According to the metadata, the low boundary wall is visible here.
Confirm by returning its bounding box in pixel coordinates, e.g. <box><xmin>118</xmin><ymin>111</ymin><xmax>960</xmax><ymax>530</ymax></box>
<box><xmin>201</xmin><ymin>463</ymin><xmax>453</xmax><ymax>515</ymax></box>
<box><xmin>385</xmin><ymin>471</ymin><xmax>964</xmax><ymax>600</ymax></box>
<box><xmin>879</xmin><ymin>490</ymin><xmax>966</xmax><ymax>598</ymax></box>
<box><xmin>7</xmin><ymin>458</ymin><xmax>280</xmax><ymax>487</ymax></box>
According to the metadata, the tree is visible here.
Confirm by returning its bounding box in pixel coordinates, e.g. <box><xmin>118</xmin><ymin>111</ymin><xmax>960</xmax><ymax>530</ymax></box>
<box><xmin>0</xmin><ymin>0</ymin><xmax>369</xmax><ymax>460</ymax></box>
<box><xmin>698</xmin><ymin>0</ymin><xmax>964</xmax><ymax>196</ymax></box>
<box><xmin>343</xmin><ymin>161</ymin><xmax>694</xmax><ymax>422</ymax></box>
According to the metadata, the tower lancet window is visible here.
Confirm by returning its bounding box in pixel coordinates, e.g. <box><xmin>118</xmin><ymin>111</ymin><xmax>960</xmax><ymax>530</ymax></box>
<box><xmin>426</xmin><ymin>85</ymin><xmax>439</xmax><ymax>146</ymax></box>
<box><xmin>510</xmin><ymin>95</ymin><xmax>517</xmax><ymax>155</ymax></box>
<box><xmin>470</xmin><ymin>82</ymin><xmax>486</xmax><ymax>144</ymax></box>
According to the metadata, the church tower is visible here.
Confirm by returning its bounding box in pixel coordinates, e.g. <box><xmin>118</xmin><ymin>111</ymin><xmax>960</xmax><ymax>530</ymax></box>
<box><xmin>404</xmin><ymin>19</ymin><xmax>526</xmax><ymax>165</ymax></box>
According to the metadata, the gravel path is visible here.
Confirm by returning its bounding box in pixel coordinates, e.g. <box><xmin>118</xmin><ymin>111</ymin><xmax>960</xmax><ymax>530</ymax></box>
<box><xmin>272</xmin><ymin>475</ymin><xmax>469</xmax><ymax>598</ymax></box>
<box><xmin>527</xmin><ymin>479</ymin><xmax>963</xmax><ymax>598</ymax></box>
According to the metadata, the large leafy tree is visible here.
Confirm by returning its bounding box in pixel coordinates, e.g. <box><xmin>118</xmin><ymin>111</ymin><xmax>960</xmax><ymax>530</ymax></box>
◇ ◇ ◇ ◇ ◇
Exercise details: Write an exact transcription of every entry above.

Written reply:
According to the metadata, the low boundary wall is visible here.
Confirm by returning its bounding box in pixel coordinates, e.g. <box><xmin>118</xmin><ymin>111</ymin><xmax>960</xmax><ymax>530</ymax></box>
<box><xmin>201</xmin><ymin>463</ymin><xmax>453</xmax><ymax>515</ymax></box>
<box><xmin>385</xmin><ymin>471</ymin><xmax>964</xmax><ymax>600</ymax></box>
<box><xmin>879</xmin><ymin>490</ymin><xmax>966</xmax><ymax>598</ymax></box>
<box><xmin>7</xmin><ymin>458</ymin><xmax>280</xmax><ymax>487</ymax></box>
According to the metadata, the tree is visible here.
Confirm by returning its bounding box in pixel coordinates, e.g. <box><xmin>118</xmin><ymin>111</ymin><xmax>960</xmax><ymax>530</ymax></box>
<box><xmin>0</xmin><ymin>0</ymin><xmax>369</xmax><ymax>460</ymax></box>
<box><xmin>698</xmin><ymin>0</ymin><xmax>964</xmax><ymax>196</ymax></box>
<box><xmin>343</xmin><ymin>161</ymin><xmax>694</xmax><ymax>422</ymax></box>
According to the metadata, the tower lancet window is visible here.
Confirm by returning its bounding box in pixel coordinates, e.g. <box><xmin>118</xmin><ymin>111</ymin><xmax>960</xmax><ymax>530</ymax></box>
<box><xmin>426</xmin><ymin>85</ymin><xmax>439</xmax><ymax>146</ymax></box>
<box><xmin>510</xmin><ymin>95</ymin><xmax>517</xmax><ymax>155</ymax></box>
<box><xmin>470</xmin><ymin>82</ymin><xmax>486</xmax><ymax>144</ymax></box>
According to the metadata, the church tower is visible here.
Confirm by returning its bounding box in pixel coordinates, e.g. <box><xmin>118</xmin><ymin>111</ymin><xmax>960</xmax><ymax>530</ymax></box>
<box><xmin>404</xmin><ymin>19</ymin><xmax>526</xmax><ymax>165</ymax></box>
According to the metadata, the gravel path is visible here.
Confirm by returning its bounding box in pixel coordinates, e.g. <box><xmin>118</xmin><ymin>111</ymin><xmax>960</xmax><ymax>530</ymax></box>
<box><xmin>272</xmin><ymin>475</ymin><xmax>469</xmax><ymax>598</ymax></box>
<box><xmin>527</xmin><ymin>479</ymin><xmax>963</xmax><ymax>598</ymax></box>
According to the metadata, the large leafy tree is visible here.
Confirm by returning its bounding box in pixel coordinates, e.g. <box><xmin>118</xmin><ymin>111</ymin><xmax>960</xmax><ymax>530</ymax></box>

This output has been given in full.